- _Extract_:
If I were to offer sage words of advice to any foreigner wanting to place himself or herself on the fertile soil of these United States, it would be to perhaps choose Canada or gear up for harsh treatment by the Immigration and Naturalization Service (or whatever it's been rebranded in these post-9/11 days).

Recalling a recent newspaper story of three young scholarly Pakistanis who arrived here, decided they really didn't want to use their visas to attend school and promptly disappeared into the American heartland, I wondered if maybe that wasn't the easiest way to deal with the INS and its bureaucrats. Just disappear.

If you're, say, a hard-working British subject who has lived in the Land of the Free and the Home of the Brave for more than three decades as a permanent resident, you just may begin to suspect that the INS considers you someone who may have visited the Taliban for tea or served as Fidel Castro's official jailer of political dissidents. You won't find much warmth.

- _Record set_:
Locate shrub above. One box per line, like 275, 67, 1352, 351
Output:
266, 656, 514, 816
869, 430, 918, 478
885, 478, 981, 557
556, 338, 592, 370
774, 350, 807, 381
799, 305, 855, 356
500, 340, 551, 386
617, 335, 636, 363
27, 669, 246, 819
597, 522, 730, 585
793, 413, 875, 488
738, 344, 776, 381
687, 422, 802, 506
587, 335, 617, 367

- _To be done_:
1. List every word in the immigration commentary that names a nationality.
2. Resume the immigration commentary after its final sentence.

- _Written answers_:
1. Pakistanis, American, British

2.
This year my British wife's green card (it's more pinkish than green, actually) came up for renewal. All the forms and the cash (nearly $300, which ain't chicken feed) were promptly dispatched to the INS, or Homeland Security, or the Department of Funny Walks, or whatever. After five months we decided something was amiss. Getting information from the 800 number designated to help in the process yielded nothing but a migraine. It was very frustrating. Eventually, I called Rep. Steny Hoyer's staff expert on all matters dealing with immigration.

The Hoyer aide, Betty Rogers, was very helpful, but she couldn't really get coherent answers from the immigration people either. Congressman Hoyer was incensed and told me he was going to make a call to someone lofty. Steny has pull. Ms. Rogers then said the green card renewal process was taking a year. A year? My wife's status is established, the green card is nothing more than proof that she's entitled to live here until the end of her days. So why a year? Background checks because of terrorism, I was told. Oh, give me a break. Thirty-five years at the same address and no criminal record and it's going to take INS a year to verify that? Even Rep. Hoyer was stunned.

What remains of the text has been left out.